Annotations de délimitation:
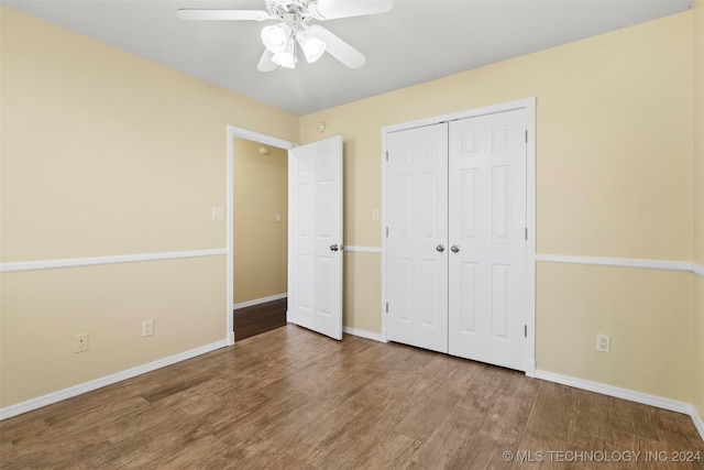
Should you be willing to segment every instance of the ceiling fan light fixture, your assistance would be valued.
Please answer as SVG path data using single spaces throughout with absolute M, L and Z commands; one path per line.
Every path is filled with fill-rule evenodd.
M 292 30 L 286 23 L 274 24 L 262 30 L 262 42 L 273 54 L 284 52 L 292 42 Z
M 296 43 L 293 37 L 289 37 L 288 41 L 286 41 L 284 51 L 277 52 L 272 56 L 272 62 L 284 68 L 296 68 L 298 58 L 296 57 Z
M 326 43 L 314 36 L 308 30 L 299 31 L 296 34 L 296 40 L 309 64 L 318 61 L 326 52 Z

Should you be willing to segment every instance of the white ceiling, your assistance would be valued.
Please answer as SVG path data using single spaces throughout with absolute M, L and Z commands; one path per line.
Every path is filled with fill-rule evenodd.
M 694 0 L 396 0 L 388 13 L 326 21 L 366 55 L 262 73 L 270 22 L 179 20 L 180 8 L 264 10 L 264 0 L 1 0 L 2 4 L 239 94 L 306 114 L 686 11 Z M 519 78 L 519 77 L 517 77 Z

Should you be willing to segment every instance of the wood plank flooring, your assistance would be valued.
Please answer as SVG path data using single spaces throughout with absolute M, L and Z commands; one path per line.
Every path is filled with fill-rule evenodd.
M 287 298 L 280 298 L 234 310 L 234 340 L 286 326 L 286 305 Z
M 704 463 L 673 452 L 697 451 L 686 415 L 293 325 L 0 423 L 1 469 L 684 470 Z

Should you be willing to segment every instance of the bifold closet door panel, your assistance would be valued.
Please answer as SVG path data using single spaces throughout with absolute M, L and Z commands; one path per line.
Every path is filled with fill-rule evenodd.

* **CONSIGNES DE L'EXERCICE**: Veuillez recopier toutes les lignes des données, de celle qui contient « Should you be willing to segment every instance of the white » jusqu'à la fin, en décalant chaque coordonnée des tracés SVG par l'ajout de 3. Le reste des lignes demeure inchangé.

* **CORRIGÉ**:
Should you be willing to segment every instance of the white ceiling, your assistance would be valued.
Please answer as SVG path data using single spaces throughout with absolute M, L and Z commands; one path per line.
Every path is filled with fill-rule evenodd.
M 697 3 L 399 3 L 391 16 L 329 24 L 369 58 L 265 76 L 273 25 L 182 23 L 183 11 L 267 13 L 267 3 L 4 3 L 5 7 L 242 97 L 309 117 L 689 14 Z M 522 81 L 522 80 L 520 80 Z

Should you be willing to segment every instance of the wood plank flooring, your assistance would be valued.
Please answer as SVG path data using single spaces throughout with absolute M, L and Z commands; one path per line.
Every path is filled with fill-rule evenodd.
M 290 301 L 283 301 L 237 313 L 237 343 L 289 329 L 289 308 Z
M 707 466 L 676 455 L 700 454 L 689 418 L 296 328 L 3 426 L 4 472 L 687 473 Z

Should you be willing to segment every instance of the bifold closet door panel, your assistance would be valued.
Please answer as SVG path data using single spaces throughout with absolute M, L and Z commands; one path per line.
Every path is filled with fill-rule evenodd.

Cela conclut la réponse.